**** Haber Metni

"Seçim ittifakı" teklifi Genel Kurulda
MHP Konya Milletvekili Kalaycı:- "Bu kanun teklifi ile siyasi partilerin kanuna karşı hile yoluyla değil, bundan sonra hukuki ve meşru bir zeminde ittifak yapmaları amaçlanmaktadır. Yapılan düzenlemenin özü budur"- HDP Grup Başkanvekili Beştaş:- "Bu aynı
TBMM (AA) - MHP Konya Milletvekili Mustafa Kalaycı, siyasi partilerin seçim ittifakı yapmalarına imkan tanıyan yasa teklifine ilişkin, "Bu kanun teklifi ile siyasi partilerin kanuna karşı hile yoluyla değil, bundan sonra hukuki ve meşru bir zeminde ittifak yapmaları amaçlanmaktadır. Yapılan düzenlemenin özü budur." dedi.

********
**** Alıntılanan Veriler

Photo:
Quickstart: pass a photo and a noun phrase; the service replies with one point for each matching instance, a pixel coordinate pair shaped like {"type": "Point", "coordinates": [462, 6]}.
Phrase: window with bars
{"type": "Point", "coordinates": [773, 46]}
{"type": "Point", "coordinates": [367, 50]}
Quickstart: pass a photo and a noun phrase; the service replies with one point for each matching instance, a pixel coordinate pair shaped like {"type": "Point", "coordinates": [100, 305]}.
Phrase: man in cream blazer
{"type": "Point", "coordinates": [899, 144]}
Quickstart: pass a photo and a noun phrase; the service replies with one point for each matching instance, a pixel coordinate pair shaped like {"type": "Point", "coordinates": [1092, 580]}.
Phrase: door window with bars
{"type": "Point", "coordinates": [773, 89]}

********
**** Alıntılanan Veriler

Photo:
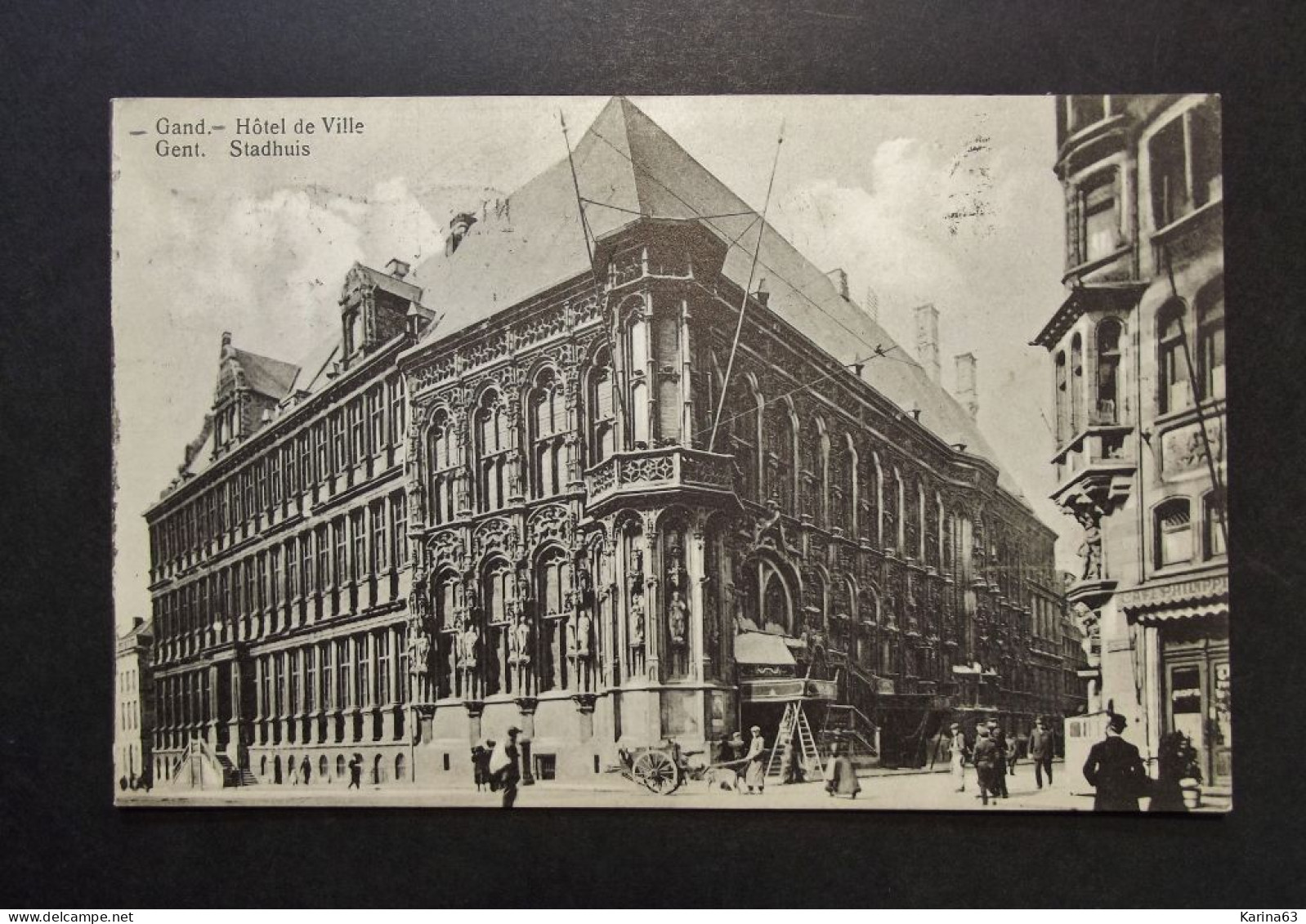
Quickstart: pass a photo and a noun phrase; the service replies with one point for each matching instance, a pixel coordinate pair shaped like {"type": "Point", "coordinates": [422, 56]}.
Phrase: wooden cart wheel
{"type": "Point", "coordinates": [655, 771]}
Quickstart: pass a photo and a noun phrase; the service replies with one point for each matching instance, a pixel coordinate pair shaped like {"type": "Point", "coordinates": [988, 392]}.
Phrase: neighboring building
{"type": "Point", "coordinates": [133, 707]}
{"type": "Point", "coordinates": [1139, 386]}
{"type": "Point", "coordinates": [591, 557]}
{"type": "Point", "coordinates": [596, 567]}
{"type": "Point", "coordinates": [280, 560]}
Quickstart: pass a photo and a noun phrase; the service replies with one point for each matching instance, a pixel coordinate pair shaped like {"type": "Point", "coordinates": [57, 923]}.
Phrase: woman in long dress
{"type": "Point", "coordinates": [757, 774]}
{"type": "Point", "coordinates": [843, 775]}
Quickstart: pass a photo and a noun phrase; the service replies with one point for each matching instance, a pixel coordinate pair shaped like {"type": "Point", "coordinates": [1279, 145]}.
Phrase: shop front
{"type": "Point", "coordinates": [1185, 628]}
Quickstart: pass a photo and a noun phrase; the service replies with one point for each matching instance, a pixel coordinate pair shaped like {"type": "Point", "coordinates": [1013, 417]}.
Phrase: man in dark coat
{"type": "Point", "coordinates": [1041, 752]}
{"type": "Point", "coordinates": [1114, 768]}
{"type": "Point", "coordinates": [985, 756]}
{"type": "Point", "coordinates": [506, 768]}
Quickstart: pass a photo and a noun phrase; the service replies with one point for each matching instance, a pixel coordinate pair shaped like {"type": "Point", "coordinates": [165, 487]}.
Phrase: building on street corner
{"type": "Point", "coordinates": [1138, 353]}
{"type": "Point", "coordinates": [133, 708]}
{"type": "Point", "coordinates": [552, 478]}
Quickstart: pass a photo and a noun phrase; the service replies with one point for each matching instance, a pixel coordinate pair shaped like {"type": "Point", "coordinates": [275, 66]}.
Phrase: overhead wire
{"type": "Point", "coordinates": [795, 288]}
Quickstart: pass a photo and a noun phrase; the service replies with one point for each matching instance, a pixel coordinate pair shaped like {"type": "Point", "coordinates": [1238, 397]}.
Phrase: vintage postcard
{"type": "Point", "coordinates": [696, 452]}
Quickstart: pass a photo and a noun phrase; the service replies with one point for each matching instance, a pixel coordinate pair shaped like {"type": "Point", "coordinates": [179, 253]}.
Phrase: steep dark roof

********

Seçim ittifakı haberine göre şu ifadeler doğru mudur? Her biri için evet ya da hayır deyin ve kararı belirleyen sözleri haberden birebir alıntılayın. 1. Mustafa Kalaycı, MHP'nin Konya milletvekilidir. 2. Söz konusu yasa teklifi, siyasi partilerin seçim ittifakı yapmasını yasaklamaktadır. 3. Kalaycı'ya göre teklifin amacı, partilerin hukuki ve meşru bir zeminde ittifak yapmasıdır.

1. Evet: "MHP Konya Milletvekili Mustafa Kalaycı"
2. Hayır: "siyasi partilerin seçim ittifakı yapmalarına imkan tanıyan yasa teklifine"
3. Evet: "bundan sonra hukuki ve meşru bir zeminde ittifak yapmaları amaçlanmaktadır"